Exercise instructions:
Report how many lines in the rows below contain the string "lapel", with case counting, and give only the number.

Given data:
________________
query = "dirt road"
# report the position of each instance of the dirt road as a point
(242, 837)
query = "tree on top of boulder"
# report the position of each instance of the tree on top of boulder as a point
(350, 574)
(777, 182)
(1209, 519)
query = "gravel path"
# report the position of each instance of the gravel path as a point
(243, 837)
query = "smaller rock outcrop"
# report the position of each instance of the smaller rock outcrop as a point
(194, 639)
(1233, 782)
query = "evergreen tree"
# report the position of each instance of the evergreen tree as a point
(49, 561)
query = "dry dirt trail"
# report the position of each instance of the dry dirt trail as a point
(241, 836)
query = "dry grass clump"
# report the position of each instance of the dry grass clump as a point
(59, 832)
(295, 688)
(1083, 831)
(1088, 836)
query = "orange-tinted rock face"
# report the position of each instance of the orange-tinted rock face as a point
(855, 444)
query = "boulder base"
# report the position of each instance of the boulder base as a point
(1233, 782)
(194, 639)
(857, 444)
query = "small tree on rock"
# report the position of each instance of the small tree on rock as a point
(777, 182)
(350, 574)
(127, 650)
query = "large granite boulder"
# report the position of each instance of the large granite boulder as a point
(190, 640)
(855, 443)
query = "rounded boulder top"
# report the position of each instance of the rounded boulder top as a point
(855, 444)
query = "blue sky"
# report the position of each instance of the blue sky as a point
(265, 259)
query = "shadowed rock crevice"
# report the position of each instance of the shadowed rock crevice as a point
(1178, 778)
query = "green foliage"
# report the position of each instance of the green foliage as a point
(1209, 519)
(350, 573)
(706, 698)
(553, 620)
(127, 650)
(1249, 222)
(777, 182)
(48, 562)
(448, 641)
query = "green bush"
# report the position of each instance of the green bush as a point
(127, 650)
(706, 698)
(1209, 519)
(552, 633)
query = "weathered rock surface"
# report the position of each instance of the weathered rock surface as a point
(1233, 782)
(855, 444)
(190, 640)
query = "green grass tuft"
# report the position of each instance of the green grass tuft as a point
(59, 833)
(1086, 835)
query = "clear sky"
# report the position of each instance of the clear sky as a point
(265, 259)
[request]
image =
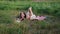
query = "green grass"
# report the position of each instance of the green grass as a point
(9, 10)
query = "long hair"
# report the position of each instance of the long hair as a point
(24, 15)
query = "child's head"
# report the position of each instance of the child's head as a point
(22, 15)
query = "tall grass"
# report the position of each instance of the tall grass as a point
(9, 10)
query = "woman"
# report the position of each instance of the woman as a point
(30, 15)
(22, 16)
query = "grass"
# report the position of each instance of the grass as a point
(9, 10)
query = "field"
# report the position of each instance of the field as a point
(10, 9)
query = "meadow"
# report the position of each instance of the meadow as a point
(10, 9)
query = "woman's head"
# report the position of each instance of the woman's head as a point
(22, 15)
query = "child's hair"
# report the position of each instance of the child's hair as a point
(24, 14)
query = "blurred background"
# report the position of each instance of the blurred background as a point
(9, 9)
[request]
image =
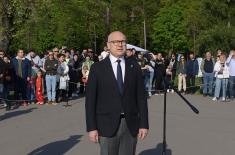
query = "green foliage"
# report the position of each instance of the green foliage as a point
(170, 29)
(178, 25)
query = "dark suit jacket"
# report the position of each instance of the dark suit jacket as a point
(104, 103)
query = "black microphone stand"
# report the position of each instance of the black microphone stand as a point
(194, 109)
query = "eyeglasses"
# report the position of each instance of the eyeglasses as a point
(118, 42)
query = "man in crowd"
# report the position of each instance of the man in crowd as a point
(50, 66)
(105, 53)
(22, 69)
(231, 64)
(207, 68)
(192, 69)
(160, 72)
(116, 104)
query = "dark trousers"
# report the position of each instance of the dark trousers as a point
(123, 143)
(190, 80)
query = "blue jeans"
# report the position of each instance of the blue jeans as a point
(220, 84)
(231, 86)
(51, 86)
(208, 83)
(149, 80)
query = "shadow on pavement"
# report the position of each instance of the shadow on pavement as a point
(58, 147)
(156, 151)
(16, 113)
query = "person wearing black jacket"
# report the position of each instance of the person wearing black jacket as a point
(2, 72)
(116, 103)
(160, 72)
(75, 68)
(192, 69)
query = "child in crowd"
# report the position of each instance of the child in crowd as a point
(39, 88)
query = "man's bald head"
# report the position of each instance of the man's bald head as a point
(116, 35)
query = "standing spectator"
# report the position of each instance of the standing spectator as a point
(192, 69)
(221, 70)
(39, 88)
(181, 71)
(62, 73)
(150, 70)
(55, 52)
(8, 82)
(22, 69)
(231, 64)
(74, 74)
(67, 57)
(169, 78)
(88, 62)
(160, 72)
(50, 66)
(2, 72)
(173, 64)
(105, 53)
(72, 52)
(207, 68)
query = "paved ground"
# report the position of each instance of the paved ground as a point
________________
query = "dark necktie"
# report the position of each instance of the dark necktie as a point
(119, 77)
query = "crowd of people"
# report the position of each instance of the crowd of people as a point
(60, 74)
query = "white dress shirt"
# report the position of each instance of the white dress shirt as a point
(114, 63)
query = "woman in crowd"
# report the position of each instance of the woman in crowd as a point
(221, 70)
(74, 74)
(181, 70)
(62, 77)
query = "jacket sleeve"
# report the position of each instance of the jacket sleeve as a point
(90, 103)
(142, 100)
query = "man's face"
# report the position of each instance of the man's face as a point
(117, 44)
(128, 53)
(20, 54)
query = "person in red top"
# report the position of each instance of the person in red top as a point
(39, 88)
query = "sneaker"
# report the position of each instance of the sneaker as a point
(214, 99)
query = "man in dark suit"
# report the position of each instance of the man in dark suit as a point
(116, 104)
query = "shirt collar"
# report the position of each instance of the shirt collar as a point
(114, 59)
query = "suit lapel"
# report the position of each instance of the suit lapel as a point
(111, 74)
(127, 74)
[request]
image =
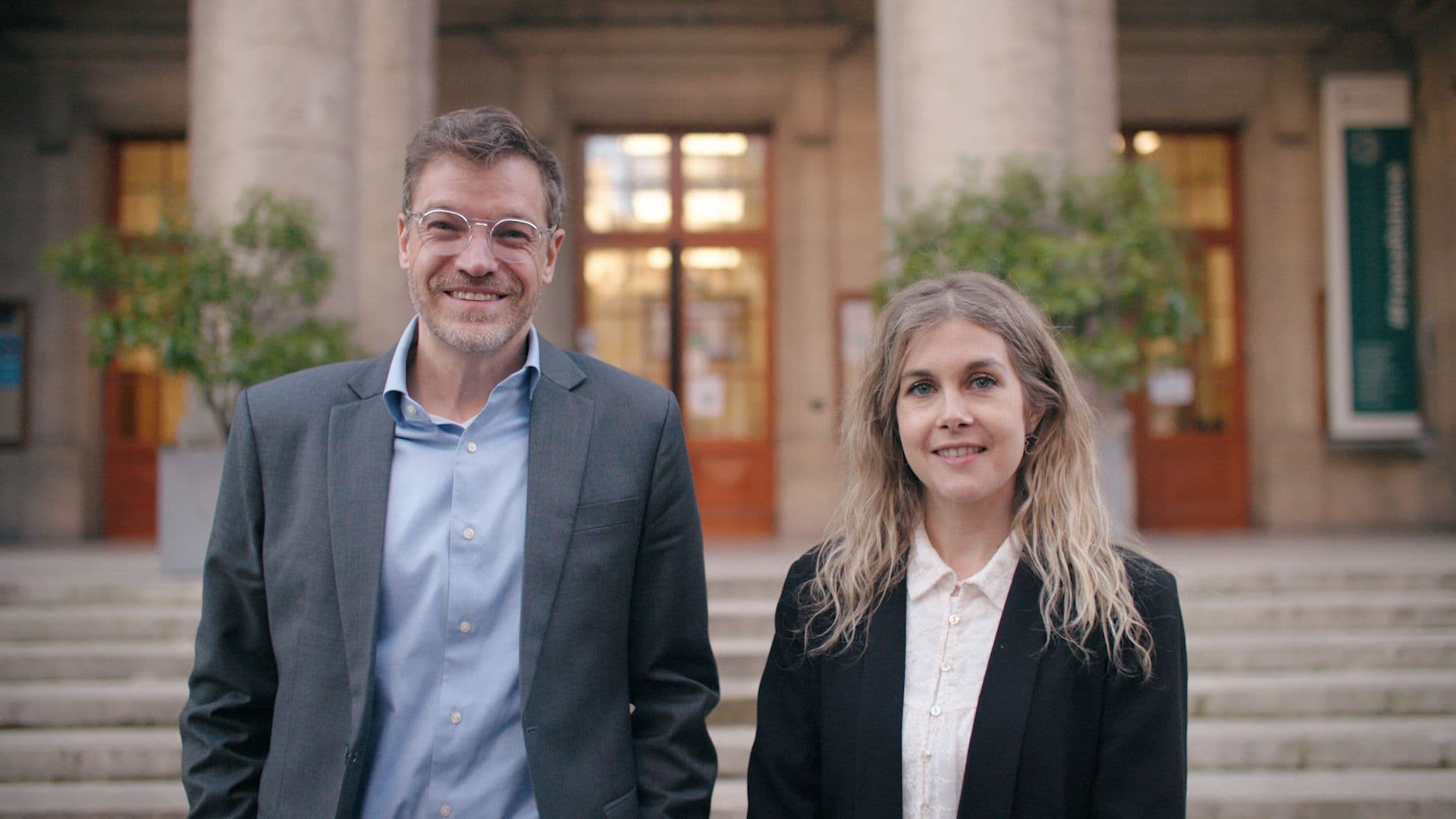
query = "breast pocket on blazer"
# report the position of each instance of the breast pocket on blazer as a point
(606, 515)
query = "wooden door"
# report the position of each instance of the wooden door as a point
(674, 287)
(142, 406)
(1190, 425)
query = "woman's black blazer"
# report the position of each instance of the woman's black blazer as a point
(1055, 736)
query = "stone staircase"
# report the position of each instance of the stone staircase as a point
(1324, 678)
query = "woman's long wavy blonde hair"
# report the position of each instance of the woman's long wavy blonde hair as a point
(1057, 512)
________________
Exercise output:
2